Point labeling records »

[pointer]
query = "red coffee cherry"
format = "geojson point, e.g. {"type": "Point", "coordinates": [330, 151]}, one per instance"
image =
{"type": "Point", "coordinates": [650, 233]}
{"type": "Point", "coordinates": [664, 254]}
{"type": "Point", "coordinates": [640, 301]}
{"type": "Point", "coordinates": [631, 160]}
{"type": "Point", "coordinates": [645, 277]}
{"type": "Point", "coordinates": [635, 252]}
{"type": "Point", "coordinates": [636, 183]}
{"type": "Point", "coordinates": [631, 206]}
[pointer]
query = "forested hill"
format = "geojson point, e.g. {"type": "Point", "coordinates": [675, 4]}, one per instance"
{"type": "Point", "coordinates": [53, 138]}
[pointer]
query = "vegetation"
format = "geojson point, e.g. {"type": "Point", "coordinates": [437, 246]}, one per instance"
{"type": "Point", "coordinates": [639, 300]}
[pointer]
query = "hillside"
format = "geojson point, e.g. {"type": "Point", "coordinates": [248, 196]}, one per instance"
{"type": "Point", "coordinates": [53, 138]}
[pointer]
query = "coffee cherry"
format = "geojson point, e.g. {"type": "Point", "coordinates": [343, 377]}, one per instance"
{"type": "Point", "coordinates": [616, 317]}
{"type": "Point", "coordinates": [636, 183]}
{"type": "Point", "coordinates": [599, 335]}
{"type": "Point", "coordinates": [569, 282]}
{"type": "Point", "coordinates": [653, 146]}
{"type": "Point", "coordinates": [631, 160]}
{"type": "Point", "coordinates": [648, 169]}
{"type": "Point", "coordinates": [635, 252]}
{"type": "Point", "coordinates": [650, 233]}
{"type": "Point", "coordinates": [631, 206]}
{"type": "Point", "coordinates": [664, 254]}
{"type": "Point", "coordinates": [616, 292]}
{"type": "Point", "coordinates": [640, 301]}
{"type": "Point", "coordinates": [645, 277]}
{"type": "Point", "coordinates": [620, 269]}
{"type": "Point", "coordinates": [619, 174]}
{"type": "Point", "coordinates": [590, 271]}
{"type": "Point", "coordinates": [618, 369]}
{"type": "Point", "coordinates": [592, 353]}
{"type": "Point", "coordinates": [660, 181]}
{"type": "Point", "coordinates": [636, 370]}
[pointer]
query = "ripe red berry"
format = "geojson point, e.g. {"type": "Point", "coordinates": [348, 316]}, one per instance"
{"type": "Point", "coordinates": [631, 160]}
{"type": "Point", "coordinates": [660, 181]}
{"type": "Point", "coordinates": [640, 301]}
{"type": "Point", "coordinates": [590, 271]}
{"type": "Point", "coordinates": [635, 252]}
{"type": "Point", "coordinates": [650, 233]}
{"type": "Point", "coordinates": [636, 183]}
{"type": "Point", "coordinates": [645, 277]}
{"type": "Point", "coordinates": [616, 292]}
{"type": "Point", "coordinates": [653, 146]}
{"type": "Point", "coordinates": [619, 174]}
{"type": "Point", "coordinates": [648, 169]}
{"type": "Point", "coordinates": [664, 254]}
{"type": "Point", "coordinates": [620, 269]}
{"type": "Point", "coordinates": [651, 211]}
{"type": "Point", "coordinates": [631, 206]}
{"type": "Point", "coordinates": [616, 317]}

Task prompt » Count the lines in the records that contain the string "geojson". Give only the number.

The output » 6